By now Al's pals had alerted their friends and the debate had gone viral. Everyone knew about Jacqueline and wanted their say. The blog had 300 comments before Al, who comes out of all this pretty well, closed the gates.

But you can't shut out the internet and the pack had scented blood.

The battle moved to The Greek Seaman's Amazon page and a feeding frenzy in which the book was dismembered, her reputation as a writer destroyed and ultimately buried under an avalanche of ill-informed, sometimes vicious 1-star reviews (50-odd at the last count) from people who had evidently never read the book, and who I doubt have ever put in the hours of effort required to write one themselves, It was horrific to witness, but fascinating in the way of one of those wildlife documentaries where you watch the baby zebra come down to the waterhole where the crocodile lies in wait.

What do I think?

Jacqueline shouldn't have risen to the bait, but there's something sickening about this pack mentality and the way the internet allows faceless, nameless individuals to tear apart someone who has at least had the guts to create something and put it out there. Get back to the keyboard, write another book under a different name and think Amanda Hocking, but, please, this time get a professional editor to take a look at it before you publish it.

6 comments:

Mike Ritchie said...

You have penned a considered post here, Douglas.

I was alerted to this yesterday and my first reaction - not surprisingly - was that the author could have benefited from PR support.

The author definitely lost the plot (sorry)with her "how-dare-you-not-like-my-book" attitude in addition to the claim that BigAl had read the wrong version. Al had to struggle through the one with the typos, bad spelling and grammar, seemingly. Yet he did say the plot was good.

This didn't prevent the mauling the author set up for herself by her juvenile reaction - although I do agree, the anonymous venom rampant on the Internet is a major downside to the medium.

Maybe her book will succeed because some may be curious to read something that's attracted attention in such a negative, hostile way. Some have suggested the whole thing is a spoof but I don't agree.

However, if it is, then it will be interesting to see how it all unfolds.

Thomas Quinn said...

- _DATASET SECTION_
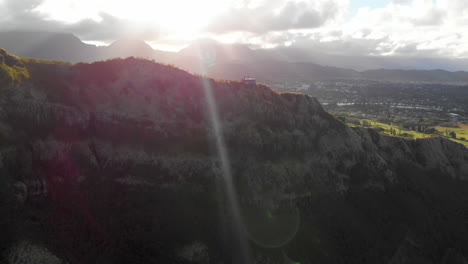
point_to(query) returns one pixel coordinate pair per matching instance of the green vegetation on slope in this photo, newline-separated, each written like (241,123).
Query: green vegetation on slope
(398,131)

- _REQUIRED ACTIONS_
1: Answer these about the blog post about The Greek Seaman:
(a) How many comments did the blog have before Al closed it?
(b) Where did the battle move after that?
(c) In Mike Ritchie's comment, what does he say the author could have benefited from?
2: Pick up the blog post about The Greek Seaman right after its last line and write the next part.

- _TASK-BY-TASK ANSWERS_
1:
(a) 300
(b) To The Greek Seaman's Amazon page
(c) PR support

2:
It's terrible, isn't it, that people have so callously and so easily used Amazon to maul someone's book. I hope Amazon are sensible and do something about it.

I posted this on Facebook/my blog the other day and a few people raised the comment that it was probably a publicity stunt for the author. Which reflects our general level of cynicism.

It does make you wonder though why some people go through the whole writing process. It is so thankless. This woman has probably had her novels turned down by most publishers, has made the effort to self publish, and gets pasted for it.

The sad thing is the original review wasn't bad. If she'd taken it on a chin, and employed an editor she might have made something of it.

Doug said...

I agree completely Thomas. I think one of the problems of this great opportunity that's opening up for writers is that some of them will rush to publish things that aren't ready to be published and will be unequipped to take the criticism it attracts.

You think you've done a brilliant job with a book, but if you're with a publisher you'll have an editor who'll give you an objective view. Friends, even very good ones, fear to criticise because of the effect it might have on that friendship. Even when they do, they're often too sensitive for fear of hurting.

Ellen Arnison said...

An excellent piece Doug.

I agree, if she'd just kept quiet none of this would have happened.

The whole story highlights the best and worst of the internet, doesn't it?

Geoff Carter said...

Hi Doug,
There is a good reason we have editors in publishing, this is often the problem with the internet.

On the subject of best and worst - I have given you a crude plug on my latest post.

http://structuralarchaeology.blogspot.com/2011/04/archaeology-of-perception.html

Doug said...

Thanks for that Geoff, any plug is very welcome. Your blog is great, it always reminds me how hard I need to work to make the books as authentic as I can.